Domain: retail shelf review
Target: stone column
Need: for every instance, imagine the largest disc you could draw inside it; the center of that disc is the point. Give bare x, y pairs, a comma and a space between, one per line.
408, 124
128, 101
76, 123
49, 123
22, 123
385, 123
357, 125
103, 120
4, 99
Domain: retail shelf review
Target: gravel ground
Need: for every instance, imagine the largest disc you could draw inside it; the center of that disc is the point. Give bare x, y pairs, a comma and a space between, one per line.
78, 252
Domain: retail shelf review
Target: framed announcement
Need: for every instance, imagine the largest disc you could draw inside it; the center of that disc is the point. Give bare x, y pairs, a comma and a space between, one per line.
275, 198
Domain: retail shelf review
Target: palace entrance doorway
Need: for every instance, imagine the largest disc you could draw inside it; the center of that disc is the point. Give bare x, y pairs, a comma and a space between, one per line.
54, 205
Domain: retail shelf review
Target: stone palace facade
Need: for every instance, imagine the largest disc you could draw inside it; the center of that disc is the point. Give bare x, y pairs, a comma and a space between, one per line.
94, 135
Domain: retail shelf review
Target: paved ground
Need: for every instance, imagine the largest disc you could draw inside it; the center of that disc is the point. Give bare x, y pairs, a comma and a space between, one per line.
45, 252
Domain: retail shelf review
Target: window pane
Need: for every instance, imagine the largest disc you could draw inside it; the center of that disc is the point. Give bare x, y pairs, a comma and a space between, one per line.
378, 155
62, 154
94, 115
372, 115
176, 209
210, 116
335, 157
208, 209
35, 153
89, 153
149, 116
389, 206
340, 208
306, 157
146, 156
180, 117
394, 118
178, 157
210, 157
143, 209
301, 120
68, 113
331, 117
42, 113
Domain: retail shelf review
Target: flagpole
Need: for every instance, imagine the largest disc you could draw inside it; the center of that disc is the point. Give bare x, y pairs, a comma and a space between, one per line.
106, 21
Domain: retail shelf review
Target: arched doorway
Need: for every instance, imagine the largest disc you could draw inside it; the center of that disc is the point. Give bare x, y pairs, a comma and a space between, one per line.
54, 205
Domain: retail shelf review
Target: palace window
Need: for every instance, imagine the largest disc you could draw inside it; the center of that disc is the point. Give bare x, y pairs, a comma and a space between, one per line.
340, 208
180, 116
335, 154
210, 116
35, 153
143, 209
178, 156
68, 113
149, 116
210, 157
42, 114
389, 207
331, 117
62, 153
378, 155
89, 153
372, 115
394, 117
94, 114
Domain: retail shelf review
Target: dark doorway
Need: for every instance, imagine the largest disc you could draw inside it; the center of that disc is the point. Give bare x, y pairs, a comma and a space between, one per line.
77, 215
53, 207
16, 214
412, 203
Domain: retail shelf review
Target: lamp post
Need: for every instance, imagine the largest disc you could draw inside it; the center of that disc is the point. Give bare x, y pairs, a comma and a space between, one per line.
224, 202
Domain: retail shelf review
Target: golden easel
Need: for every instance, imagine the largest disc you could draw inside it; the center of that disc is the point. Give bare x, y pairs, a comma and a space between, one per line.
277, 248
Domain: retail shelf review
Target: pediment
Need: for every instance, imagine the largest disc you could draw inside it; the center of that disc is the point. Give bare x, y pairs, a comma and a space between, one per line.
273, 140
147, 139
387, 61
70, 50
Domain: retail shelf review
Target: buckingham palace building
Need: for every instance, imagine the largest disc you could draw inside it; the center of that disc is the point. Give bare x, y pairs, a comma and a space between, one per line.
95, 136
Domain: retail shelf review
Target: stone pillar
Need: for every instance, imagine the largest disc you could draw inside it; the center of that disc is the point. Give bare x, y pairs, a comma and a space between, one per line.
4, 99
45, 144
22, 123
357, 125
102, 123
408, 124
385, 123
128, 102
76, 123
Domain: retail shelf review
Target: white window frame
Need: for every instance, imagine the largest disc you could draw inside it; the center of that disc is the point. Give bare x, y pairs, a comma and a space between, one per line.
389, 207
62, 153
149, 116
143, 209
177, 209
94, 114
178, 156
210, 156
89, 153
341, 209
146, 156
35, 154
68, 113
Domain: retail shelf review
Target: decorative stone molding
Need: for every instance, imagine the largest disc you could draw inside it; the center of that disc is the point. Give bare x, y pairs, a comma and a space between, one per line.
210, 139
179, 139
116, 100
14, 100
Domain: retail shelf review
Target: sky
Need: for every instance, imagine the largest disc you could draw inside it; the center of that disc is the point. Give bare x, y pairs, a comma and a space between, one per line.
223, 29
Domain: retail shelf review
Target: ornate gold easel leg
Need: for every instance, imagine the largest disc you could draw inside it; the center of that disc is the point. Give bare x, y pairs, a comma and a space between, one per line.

=-=-=

Give the listing again. Leave every word as it stands.

■ Answer section ■
Domain: retail shelf review
Target: stone column
Need: for every instance, imagine the largest disc you could draw inside it; the center of that disc is the point. Give bare x, y pairs, a comma and a space between, one per line.
408, 124
128, 101
76, 123
49, 123
22, 123
385, 123
357, 125
103, 120
4, 99
Domain: retail shelf review
Target: gravel ground
Need: for every instance, imagine the largest disc you could draw inside it; the center of that disc is the point. Give bare x, y pairs, a comma and a space between, one per line.
78, 252
Domain: retail shelf review
Target: framed announcement
Need: for every instance, imagine the largest disc you could draw inside it; the center of that disc is the point. Give bare x, y pairs, a comma and a space between, one per line.
275, 198
Domain: retail shelf review
Target: palace entrance doorway
Need: for every instance, imagine the largest disc you could draw inside it; the center of that disc is the point. Give bare x, y pairs, a comma and a space between, one per line.
54, 205
Domain: retail shelf review
Target: stone palace facade
Need: for every instance, imagine the largest disc you could draw inside it; the center of that disc is the point. Give bare x, y pairs, a comma and a space between, one per line.
94, 135
Domain: retail shelf review
Target: paved ground
Need: for every instance, imagine the largest disc you could draw inside it; the center of that disc is the point. Give bare x, y pairs, a comma and a space between, one per line.
45, 252
Domain: retail shelf review
Target: window pane
Need: for every instance, imagine the largest disc you could draw inside it; the center of that disc is the point. Give bare x, y pairs, a comma and a space between, one per line.
378, 155
62, 154
94, 115
372, 115
176, 209
210, 116
335, 157
208, 209
35, 153
89, 153
149, 116
389, 206
340, 208
306, 157
146, 156
180, 117
394, 118
178, 157
210, 157
143, 209
301, 120
68, 113
331, 117
42, 113
Domain: retail shelf review
Target: flagpole
Need: for every instance, imagine the largest disc you could draw inside it; the center of that disc is the point. Give bare x, y pairs, a comma and a space between, one per line.
106, 21
Domain: retail shelf review
Target: arched doorway
Need: for every instance, imagine the largest disc you could draw inside it; the center of that disc is the point. Give bare x, y pairs, a comma and a space between, one per line.
54, 205
Domain: retail shelf review
Target: palace window
Need: for every instance, imagine the largest disc you could draw inside it; the center of that disc is the point. Give bare x, y pairs, a comma and a space between, one per line.
340, 208
180, 116
335, 154
210, 116
35, 153
143, 209
178, 156
68, 113
149, 116
210, 157
42, 114
389, 207
331, 117
62, 153
378, 155
89, 153
372, 115
394, 117
94, 114
Domain: retail shelf review
Target: dark doorway
Need: for every instance, imagine the largest disc you could draw inside it; the center of that disc is the point. Give bare x, y pairs, a comma and a space between, one per line.
77, 215
53, 207
16, 214
412, 203
Domain: retail shelf review
Target: lamp post
Need: for every instance, imagine the largest disc you could draw inside it; the center of that disc is the point. Give bare x, y pairs, a comma and a space between, one per line.
224, 202
Domain: retail shelf review
Target: golden easel
Need: for every instance, imagine the largest disc you could draw inside it; the center of that disc is the point. Give bare x, y pairs, a comma and a space between, one per line.
277, 248
Domain: retail shelf review
Target: pediment
Need: for every instance, imagine the largest disc you could draw inside it; the center of that disc is the point. Give bare x, y pairs, a comma and a space between, one per line.
273, 140
147, 139
387, 61
70, 50
Domain: retail shelf review
Target: buckingham palace building
Need: for every instance, imagine the largest disc you could draw inside it; the center of that disc is the point. Give bare x, y pairs, a comma and a space between, one per line.
95, 136
Domain: retail shelf review
Target: stone pillar
Need: for every instance, imagine the largest disc you could draw inside it; the center of that disc is the point. Give bare x, y pairs, a comma and a space between, one per line.
4, 99
45, 144
22, 123
357, 125
102, 123
408, 124
385, 123
128, 102
76, 123
Domain: retail shelf review
Target: white window frame
Need: for every instance, imagine the largest disc you could draw inside it; the center of that disc is the point. Give bare x, y pairs, a comma and a space between, one per line.
389, 207
62, 153
149, 116
143, 209
177, 209
94, 114
178, 156
210, 156
89, 153
341, 209
146, 156
35, 154
68, 113
Domain: retail shelf review
Target: decorative stone molding
Need: for every instance, imagine the largest disc you could draw inside it; the center of that disc is the point. Give bare x, y pairs, a comma and a space between, one per line.
210, 139
179, 139
116, 100
14, 100
Domain: retail shelf review
Target: sky
Need: for every instance, imagine the largest disc you could draw inside it; the center of that disc is the point. Give bare x, y pairs, a comma and a space between, one per line.
223, 29
Domain: retail shelf review
Target: ornate gold easel leg
Need: for every instance, imagine the largest disc you could draw inside it; the center of that disc is the point. Give bare x, y pairs, a comma and a space between, one per line.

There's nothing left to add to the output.